Put the items below into a two-column CSV with the headers input and output, one row per item: the item's text under input and its answer under output. Enclose each field in double quotes and replace any line breaks inside a field with spaces.

• _Working data_:
## BEGIN
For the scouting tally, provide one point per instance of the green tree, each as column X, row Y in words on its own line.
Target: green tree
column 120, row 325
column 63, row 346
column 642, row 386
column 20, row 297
## END
• _Output_:
input,output
"For the scouting tally, provide one point per instance of the green tree, each as column X, row Y in words on its own line. Target: green tree","column 120, row 325 column 63, row 346 column 642, row 386 column 20, row 297"